Part of the whole issue here revolves around shared hosting in my opinion. Host hardware is so oversold that one customer utilizing 100% CPU is so impactful to a handful of other customers that it's not allowed at all. I have seen providers that has terminated services for less than 100% CPU usage, a constant 90% is enough on some of them. But due to the profit margins and shared hosting, providers are able to charge incredibly low prices per instance and be able to oversell their hardware sometimes as much as 10 to 20 times. That's as many as four hundred customers on a box that should maybe have 20 if it weren't oversold it all. In this case it really is an instance of you get what you pay for. The service we provide is no oversold hardware and all dedicated plans. Some people are initially very turned off by the pricing but the ability to allow customers to mine if they wanted to and not affect a single other customer on the platform giving each customer the same experience regardless of any other one images resource utilization, leaves too much happier customers even if smaller profit margins for us. At the end of the day customer experience and support provided are two of the most important factors in running a hosting provider. While I disagree with aspects of digital oceans business model as a shared hosting provider, I do think that the response to this was more than appropriate and better than would be expected of a lot of shared hosting providers, provided they actually implement any of the things talked about in the response.


When you say we/us as a more expensive, but dedicated alternative, what is the cost difference as a percentage for say a small project?

Edit: found your site, looks like you’re cheaper than aws at a glance


If it was just the first point, the customer should be able to confirm that the activity was intended without even going through human review. It should be like when your bank texts you to confirm an odd transaction. They don't simply lock your account.

It sounds much more like it was the second point, which is unsettling. It's one thing to plan your pricing based on the assumption that most customers won't maximally-utilize. It's another thing to enforce a soft-limit that's vague and below what was advertised. I'd much rather have a lowered, known limit than whatever this is.

┄┄┄┄┄┄┄┄┄┄┄┄┄┄┄┄┄┄┄┄

What you will do:
**1)** Echo the stretch of the shared-hosting discussion from "When you say" through "lock your account." verbatim.
**2)** Answer these from the shared-hosting discussion:
(a) By how many times do providers sometimes oversell their hardware?
(b) What does the commenter say confirming intended activity should be like?
(c) According to the edit, how do the site's prices compare with AWS at a glance?
**3)** Go on with the shared-hosting discussion from its last sentence.

┄┄┄┄┄┄┄┄┄┄┄┄┄┄┄┄┄┄┄┄

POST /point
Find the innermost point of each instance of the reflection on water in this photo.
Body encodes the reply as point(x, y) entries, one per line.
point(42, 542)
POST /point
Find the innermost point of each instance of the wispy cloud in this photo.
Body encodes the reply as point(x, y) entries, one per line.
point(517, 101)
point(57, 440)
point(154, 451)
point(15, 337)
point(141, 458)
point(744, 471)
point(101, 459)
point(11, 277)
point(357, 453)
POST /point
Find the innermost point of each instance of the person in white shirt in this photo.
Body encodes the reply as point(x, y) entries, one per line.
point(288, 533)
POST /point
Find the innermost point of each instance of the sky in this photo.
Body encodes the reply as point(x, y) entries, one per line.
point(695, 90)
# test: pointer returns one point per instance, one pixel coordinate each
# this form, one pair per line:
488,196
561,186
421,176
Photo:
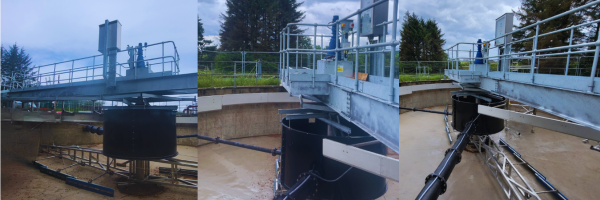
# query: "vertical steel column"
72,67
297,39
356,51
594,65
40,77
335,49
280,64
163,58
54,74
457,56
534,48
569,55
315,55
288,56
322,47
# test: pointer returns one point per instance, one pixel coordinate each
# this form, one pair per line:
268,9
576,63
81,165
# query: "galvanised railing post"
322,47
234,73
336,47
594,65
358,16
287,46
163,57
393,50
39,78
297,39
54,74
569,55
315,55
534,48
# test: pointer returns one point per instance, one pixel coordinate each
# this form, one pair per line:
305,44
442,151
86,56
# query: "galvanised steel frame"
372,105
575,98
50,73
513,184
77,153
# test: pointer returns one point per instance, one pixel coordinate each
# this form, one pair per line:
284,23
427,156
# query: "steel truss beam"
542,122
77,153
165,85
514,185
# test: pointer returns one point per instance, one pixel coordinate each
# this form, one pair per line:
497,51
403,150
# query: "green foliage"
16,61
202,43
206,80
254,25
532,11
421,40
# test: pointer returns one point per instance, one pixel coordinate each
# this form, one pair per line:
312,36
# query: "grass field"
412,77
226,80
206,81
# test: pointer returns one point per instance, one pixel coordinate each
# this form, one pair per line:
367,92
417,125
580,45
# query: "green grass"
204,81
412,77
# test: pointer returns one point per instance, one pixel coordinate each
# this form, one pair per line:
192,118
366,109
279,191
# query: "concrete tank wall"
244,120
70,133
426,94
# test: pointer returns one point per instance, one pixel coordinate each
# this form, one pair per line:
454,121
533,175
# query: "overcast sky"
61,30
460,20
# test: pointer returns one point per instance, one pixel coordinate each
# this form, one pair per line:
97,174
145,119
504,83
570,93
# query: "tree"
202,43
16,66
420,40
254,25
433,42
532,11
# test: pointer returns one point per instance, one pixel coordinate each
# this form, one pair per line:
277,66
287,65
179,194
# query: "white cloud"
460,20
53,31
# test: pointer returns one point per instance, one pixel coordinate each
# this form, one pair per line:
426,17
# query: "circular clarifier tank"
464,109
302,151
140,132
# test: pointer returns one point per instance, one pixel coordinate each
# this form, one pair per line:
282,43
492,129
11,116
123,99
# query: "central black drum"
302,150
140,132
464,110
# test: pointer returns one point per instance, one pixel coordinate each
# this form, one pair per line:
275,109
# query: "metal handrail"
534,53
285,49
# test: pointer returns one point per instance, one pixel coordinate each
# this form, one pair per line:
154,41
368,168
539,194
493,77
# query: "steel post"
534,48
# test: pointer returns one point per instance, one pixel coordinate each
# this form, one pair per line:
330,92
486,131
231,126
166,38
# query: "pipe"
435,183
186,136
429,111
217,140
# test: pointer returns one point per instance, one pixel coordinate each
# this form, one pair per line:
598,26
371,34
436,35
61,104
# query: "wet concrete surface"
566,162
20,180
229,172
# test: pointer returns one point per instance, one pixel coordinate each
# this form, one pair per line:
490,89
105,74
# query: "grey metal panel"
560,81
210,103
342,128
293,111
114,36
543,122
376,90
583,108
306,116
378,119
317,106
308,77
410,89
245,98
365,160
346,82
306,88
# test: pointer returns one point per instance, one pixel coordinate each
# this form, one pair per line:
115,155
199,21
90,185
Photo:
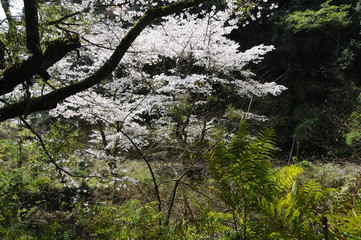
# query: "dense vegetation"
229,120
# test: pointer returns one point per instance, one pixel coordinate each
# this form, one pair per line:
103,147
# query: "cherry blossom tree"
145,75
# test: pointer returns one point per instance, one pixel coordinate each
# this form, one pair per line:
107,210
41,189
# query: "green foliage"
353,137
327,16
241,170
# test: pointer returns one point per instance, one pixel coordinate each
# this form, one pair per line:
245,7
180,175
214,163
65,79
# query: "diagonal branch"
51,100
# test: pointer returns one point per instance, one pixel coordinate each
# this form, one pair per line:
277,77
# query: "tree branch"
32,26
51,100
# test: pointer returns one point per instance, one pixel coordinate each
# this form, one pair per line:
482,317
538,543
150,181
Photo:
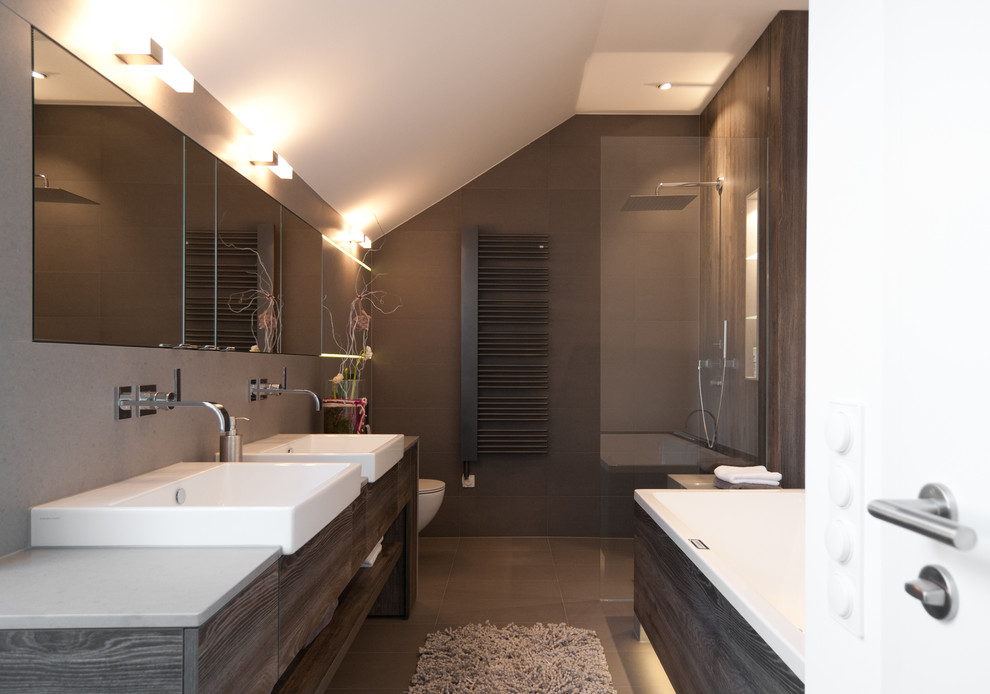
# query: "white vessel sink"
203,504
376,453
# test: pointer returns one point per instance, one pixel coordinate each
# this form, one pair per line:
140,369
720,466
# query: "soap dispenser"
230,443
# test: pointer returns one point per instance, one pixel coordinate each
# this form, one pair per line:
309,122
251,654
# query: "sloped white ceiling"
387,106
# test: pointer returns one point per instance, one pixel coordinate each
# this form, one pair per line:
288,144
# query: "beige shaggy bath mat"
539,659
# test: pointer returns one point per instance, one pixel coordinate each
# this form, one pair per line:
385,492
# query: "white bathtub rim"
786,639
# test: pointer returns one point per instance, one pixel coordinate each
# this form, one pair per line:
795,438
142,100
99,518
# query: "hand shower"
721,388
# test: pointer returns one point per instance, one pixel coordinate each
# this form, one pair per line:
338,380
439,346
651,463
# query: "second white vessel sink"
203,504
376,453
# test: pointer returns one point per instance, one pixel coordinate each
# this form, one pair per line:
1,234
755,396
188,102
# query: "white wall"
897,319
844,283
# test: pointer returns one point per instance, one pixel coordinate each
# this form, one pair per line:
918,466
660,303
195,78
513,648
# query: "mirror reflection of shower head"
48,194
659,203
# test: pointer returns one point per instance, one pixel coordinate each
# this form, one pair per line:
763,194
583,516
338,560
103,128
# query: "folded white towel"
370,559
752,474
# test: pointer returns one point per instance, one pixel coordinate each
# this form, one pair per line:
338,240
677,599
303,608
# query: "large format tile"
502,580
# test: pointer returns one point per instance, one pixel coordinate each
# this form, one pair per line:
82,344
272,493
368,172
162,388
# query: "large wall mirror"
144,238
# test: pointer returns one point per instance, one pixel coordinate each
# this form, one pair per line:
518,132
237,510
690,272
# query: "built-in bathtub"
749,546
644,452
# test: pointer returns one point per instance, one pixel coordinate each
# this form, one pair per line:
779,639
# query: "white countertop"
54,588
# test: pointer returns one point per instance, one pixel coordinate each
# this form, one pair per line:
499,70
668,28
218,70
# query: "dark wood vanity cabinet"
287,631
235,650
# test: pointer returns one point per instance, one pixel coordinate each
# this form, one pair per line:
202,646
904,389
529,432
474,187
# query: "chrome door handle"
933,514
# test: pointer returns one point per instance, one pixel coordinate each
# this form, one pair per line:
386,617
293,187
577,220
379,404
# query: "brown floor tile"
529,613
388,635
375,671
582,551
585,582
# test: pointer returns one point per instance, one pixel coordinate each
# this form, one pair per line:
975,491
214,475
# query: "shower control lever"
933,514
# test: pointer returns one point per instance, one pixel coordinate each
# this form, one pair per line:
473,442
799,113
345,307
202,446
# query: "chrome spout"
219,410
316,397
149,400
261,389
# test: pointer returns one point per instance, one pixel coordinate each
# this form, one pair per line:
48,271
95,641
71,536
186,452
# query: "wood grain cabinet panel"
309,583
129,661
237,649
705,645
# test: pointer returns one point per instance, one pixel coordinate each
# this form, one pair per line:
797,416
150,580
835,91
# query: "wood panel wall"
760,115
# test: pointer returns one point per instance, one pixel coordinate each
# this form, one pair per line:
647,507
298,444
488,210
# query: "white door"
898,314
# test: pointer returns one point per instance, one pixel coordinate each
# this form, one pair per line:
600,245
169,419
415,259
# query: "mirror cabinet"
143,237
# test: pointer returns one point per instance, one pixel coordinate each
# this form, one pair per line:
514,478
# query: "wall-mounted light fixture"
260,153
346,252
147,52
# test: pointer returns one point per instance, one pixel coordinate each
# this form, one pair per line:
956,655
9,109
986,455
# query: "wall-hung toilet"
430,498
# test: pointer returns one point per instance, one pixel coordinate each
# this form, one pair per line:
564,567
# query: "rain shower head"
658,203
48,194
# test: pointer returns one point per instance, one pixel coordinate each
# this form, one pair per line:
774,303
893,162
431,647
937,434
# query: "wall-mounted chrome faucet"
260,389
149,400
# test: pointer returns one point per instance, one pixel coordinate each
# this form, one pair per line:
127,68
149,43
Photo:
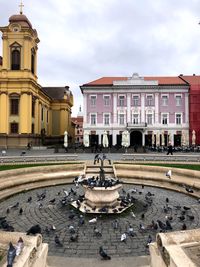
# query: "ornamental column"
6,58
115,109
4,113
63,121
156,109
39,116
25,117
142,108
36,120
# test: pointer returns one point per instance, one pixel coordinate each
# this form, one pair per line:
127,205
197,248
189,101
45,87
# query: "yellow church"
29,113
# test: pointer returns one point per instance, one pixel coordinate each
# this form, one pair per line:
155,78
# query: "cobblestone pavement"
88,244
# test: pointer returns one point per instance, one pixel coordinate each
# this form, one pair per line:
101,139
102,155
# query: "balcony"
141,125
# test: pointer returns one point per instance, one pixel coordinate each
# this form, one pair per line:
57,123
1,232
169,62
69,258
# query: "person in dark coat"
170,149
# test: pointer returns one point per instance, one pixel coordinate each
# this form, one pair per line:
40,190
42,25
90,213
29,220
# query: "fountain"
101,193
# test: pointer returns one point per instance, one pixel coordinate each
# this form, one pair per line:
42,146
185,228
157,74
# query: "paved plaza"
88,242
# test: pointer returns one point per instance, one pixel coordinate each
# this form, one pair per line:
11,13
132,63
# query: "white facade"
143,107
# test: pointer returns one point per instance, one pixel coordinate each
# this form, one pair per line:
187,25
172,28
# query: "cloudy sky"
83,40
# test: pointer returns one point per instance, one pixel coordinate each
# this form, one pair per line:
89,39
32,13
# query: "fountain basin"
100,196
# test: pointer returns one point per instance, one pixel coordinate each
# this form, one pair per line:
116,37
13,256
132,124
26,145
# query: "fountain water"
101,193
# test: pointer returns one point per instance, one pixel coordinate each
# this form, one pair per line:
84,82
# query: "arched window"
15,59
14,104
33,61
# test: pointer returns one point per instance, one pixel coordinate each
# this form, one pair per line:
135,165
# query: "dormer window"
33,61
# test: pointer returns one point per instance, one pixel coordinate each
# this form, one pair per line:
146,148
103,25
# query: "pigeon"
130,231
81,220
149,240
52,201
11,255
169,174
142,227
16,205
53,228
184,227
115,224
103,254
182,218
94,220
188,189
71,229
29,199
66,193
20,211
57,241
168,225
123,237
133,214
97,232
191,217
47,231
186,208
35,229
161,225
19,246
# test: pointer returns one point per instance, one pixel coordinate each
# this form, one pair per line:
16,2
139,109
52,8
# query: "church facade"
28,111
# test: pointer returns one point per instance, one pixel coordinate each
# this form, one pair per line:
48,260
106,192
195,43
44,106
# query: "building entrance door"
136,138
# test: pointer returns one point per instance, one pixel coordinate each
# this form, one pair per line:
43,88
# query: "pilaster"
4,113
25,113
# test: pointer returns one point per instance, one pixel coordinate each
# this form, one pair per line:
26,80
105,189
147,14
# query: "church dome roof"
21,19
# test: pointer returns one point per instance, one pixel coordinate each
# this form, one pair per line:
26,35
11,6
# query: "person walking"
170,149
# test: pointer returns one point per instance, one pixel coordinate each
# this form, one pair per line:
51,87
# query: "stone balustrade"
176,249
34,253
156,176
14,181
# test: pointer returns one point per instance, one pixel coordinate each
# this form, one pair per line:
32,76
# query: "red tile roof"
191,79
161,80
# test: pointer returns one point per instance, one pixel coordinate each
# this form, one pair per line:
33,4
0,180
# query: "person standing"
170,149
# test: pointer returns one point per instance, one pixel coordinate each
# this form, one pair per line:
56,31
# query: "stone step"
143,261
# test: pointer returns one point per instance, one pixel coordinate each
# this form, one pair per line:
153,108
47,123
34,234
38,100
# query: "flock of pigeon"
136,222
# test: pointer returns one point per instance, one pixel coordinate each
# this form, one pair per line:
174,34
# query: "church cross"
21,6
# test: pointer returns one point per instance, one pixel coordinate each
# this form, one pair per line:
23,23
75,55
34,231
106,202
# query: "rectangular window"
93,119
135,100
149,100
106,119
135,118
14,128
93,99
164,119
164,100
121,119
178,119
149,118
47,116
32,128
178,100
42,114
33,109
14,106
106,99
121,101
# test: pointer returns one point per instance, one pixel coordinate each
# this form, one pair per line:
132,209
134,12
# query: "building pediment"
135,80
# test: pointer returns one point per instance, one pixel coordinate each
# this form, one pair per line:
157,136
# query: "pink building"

┄┄┄┄┄┄┄┄┄┄┄┄┄┄┄┄┄┄┄┄

Answers to the exercise:
**1)**
When you say we/us as a more expensive, but dedicated alternative, what is the cost difference as a percentage for say a small project?

Edit: found your site, looks like you’re cheaper than aws at a glance


If it was just the first point, the customer should be able to confirm that the activity was intended without even going through human review. It should be like when your bank texts you to confirm an odd transaction. They don't simply lock your account.

**2)**
(a) As much as 10 to 20 times.
(b) Like when your bank texts you to confirm an odd transaction.
(c) They look cheaper than AWS.

**3)**
I totally agree, but unfortunately my bank (a major U.S. bank) does block a transaction and sometimes lock my credit card completely when they think the transaction is suspicious. There’s no confirmation mechanism, I have to call them to get the card unlocked. Of course, this usually gets resolved within five minutes (except that one time when I had to renew a .ng domain, and the Nigeria-originated transaction got auto-blocked three times in a row, and eventually the case had to be escalated to override their security mechanism entirely), not 29 hours.


> They don't simply lock your account.

Capital One did this to me once, and refused to restore the use of the blocked account even after I immediately called them and confirmed that the transaction that triggered the block was not fraudulent.


That's generally true in the states, but it is even worse. You as the patient don't see the actual price before the procedure (unless you ask). After the work is done, you then get a statement saying how much the procedure cost, what your insurance paid and what you owe. All those numbers are opaque and negotiable. Even better, it is common for insurance and the provider to continue sending you bills for months after even common procedures like child birth. It's a total mess.


Even if you ask, they may not be able to tell you. Many places are just not set up to be able to give that information beforehand.


Yeah, mostly a hospital could tell you what they will probably charge but they don't have all the variables to come up with what the actual negotiated charge will be nor what your co-pay would be.


Oh and just wait until you get to the sleazy methodology for charging those rates. Childbirth for instance, the room will be billed to the Mother for the days before the birth. So the Mother probably meets their deductible, then as soon as the child is born the room and all the things in it get billed to the child who now has a new deductible to hit before the insurance company has to pay their full amount.